◆ **Problem statement**
How would the passage below on battery separator material with weldable fibres go on? Write its next part, starting right after its final sentence.

◆ **Supplied text**
Weldable fibres are preferably adhered to both faces of the highly absorbent layer. This has the advantage of reducing the tendency for individual fibres to separate from the surface of the highly absorbent layer.

The weldable fibres however desirably constitute a small proportion of the total weight and thickness of the separator material and preferably constitute merely a scrim through which the fibres of the absorbent layer are visible at least under a microscope rather than a layer such as to mask the fibres of the absorbent layer.

The thickness ratio of the layer of weldable fibres to the absorbent layer is preferably not more than 20% and preferably less than 10%.

The weldable fibres are themselves preferably fine e.g. having diameters less than 50 microns e.g. in the range 1 to 3 e.g. 5 to 20 microns.

The material is preferably 0.6 to 2.5 mms thick.

The thickness of the separator material is measured with a micrometer at a loading of 10 kilopascals (1.45 psi) and a foot area of 200 square millimetres (in accordance with the method of British Standard Specification 3983). Thus the dry volume of the separator test sample or the delaminated highly absorbent layer is measured by multiplying the width and length of the sample by its thickness measured as described.

The invention also extends to a separator having at least one layer of highly absorbent fine diameter fibre material, which is preferably substantially free of binder, and has an electrolyte absorption ratio of at least 100%, having weldable fibres adhered to at least one and preferably both faces.

The invention further extends to an envelope of separator material having at least one layer of highly absorbent fine diameter fibre material, having weldable fibres adhered to at least one face and having edges of the envelope adhered together by means of the said weldable fibres. The envelope may be a single folded sheet with the weldable fibres on the inside face of the envelope welded face to face or may be two separate sheets overlapped and welded by the weldable fibres being welded face to face to each other or one surface of weldable fibres may be adhered to a surface of the sheet which is free of weldable fibres.

The weldable fibres weld at temperatures below the melting point of lead or lead battery alloys and preferably at below 300 C e.g. in the range 150 C to 250 C.

The welding can thus be safely carried out when the separator material is located around the plates.

The highly absorbent layer preferably has a porosity as determined by mercury intrusion porosimetry of at least 80% e.g. 85% to 95%.

The invention may be put into practice in various ways and one specific embodiment will be described by way of example to illustrate the invention with reference to the accompanying drawings, in which: Figure 1 is a partial cross-sectional side elevation of part of a starting, lighting and ignition battery in accordance with the present invention; Figure 2 is an end elevation on the line Il-Il of Fig. 1; Figure 3 is an electron scanning photomicrograph of one face of a separator material in accordance with the invention at 1000 fold magnification; Figure 4 is a view similar to Fig. 3 at 4000 fold magnification; Figure 5 is a view similar to Fig. 3 of the other face of the material shown in Fig. 3; and Figures 6 and 7 are views simirar to Fig. 5 at 200 fold and 60 fold magnification.

◆ **Supplied records**

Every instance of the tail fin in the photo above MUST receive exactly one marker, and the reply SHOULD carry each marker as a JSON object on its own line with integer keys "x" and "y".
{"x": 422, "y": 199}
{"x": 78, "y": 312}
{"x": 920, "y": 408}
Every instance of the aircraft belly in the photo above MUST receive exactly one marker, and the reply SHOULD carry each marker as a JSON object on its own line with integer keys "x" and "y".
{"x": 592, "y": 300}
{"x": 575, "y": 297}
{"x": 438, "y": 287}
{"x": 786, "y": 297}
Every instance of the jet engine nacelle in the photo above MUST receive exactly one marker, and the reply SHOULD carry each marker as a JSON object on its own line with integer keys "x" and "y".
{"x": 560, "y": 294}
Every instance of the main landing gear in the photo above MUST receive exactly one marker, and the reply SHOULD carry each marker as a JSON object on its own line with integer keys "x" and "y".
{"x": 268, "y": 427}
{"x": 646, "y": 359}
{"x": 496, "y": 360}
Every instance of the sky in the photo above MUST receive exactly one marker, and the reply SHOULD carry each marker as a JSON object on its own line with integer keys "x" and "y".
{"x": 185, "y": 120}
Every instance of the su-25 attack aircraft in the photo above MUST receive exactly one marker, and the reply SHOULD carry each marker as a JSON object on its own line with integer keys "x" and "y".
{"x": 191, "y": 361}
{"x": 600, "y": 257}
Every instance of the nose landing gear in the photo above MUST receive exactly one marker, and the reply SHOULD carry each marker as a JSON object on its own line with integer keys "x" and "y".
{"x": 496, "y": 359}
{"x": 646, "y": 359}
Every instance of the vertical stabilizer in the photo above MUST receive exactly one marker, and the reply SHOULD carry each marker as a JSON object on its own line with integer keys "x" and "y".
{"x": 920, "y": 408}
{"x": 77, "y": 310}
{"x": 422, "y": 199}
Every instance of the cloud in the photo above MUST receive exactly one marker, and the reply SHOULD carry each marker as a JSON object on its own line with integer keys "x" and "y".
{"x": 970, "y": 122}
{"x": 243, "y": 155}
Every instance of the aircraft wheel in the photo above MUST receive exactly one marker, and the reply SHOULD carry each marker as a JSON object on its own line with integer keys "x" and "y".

◆ **Output below**
The battery has a capacity of 43 Ahr and has six cells accommodated in a container 2 made as a single moulding of polypropylene plastics material and separated from each other by integral intercell partitions 4. The cells are sealed by a common lid 6 which is connected to the walls of the container 2 at 7 and the partitions 4 at 8 by the method known as heat sealing" in which the edges to be joined are placed in contact with opposite surfaces of a heated tool which is subsequently withdrawn and the partially melted edges are pressed together.

Each cell contains four positive plates 10 interleaved with five negative plates 12. Each negative plate is enclosed in an envelope of separator material 14, which has a thick absorbent layer 141 of fine glass fibre material and a thin heat weldable layer 142 of polyester fibres adhered to one face. The polyester layer 142 faces inwards to the negative and is heat welded up each side to form seams 143.

The positive plates 10 and negative plates 12 are formed from a cast grid of lead alloy containing 0.07% calcium and 0.7% tin and carry positive and negative active electrode material respectively.

The positive plates are 2.0 mms thick and the negative plates are 1.8 mms thick and are held in intimate contact with the separators which are thus under compression by solid polypropylene packing pieces 30. Both faces of all plates are in contact with separator material which extends out above and below and on each side of the plates.

More broadly the plates may be 1 to 2 mms thick e.g. 1.2 to 1.9 to 1.2 to 1.6 mms thick. In another alternative the positive is 1.4 mms thick and the negative is 1.2 mms thick.

The positive active material has the following composition before being electrolytically formed: Hardinge grey oxide 13640 parts, fibre 6 parts, water 1800 parts, 1.40 SG aqueous sulphuric acid 750 parts. The paste had a density of 4.2 gr/cc.

The negative active material has the following composition before being electrolytically formed: Hardinge oxide 13640 parts, fibre 3 parts, barium sulphate 68 parts, carbon black 23 parts, stearic acid 7 parts, Vanisperse CB (a lignosulphonate) 41 parts, water 1525 parts, 1.40 SG aqueous sulphuric acid 875 parts. The paste had a density of 4.3. Vanisperse CB is described in British patent specification No. 1,396,308.

Each positive plate carried 109 grams of positive active material on a dry weight basis.

Each negative plate carried 105 grams of negative active material on a dry weight basis.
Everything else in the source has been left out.